Task prompt
Which lines in the listing below contain the string "Query", with case matching? Find each one and copy the whole line.

-- start of Records shown --

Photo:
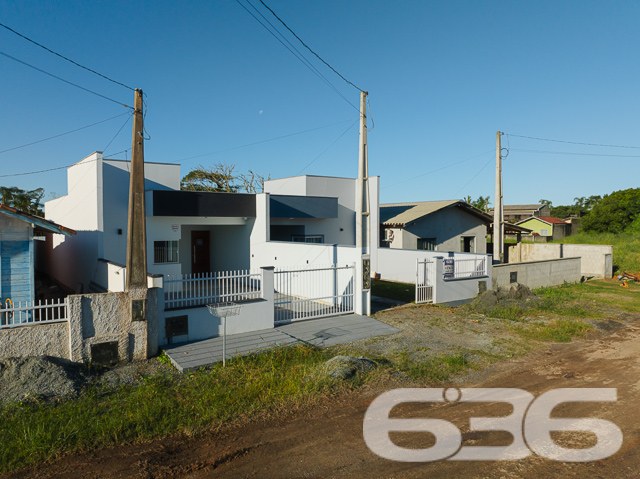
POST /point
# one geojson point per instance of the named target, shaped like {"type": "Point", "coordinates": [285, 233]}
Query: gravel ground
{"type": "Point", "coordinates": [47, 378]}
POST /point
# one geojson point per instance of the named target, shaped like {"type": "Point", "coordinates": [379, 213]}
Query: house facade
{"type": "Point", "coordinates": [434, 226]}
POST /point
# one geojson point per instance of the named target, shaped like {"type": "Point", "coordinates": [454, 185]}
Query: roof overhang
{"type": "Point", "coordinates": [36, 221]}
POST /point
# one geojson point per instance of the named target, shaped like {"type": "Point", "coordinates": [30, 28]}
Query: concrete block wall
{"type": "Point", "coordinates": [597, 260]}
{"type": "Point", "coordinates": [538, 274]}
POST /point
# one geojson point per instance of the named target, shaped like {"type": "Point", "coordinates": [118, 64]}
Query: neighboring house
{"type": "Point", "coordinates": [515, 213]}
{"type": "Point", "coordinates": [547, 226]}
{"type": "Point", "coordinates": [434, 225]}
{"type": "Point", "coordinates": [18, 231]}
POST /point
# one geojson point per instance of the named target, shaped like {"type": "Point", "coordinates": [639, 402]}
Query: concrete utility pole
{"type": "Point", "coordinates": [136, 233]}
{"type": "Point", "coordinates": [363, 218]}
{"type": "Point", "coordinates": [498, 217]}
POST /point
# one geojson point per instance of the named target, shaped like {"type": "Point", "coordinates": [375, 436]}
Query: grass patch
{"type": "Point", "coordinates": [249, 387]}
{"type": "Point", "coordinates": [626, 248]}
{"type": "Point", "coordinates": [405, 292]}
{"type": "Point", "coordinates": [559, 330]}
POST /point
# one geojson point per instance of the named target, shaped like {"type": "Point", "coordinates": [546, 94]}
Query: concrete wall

-- end of Records shown --

Complete response
Query: gravel ground
Query: house facade
Query: roof overhang
Query: concrete block wall
Query: neighboring house
Query: concrete utility pole
Query: grass patch
Query: concrete wall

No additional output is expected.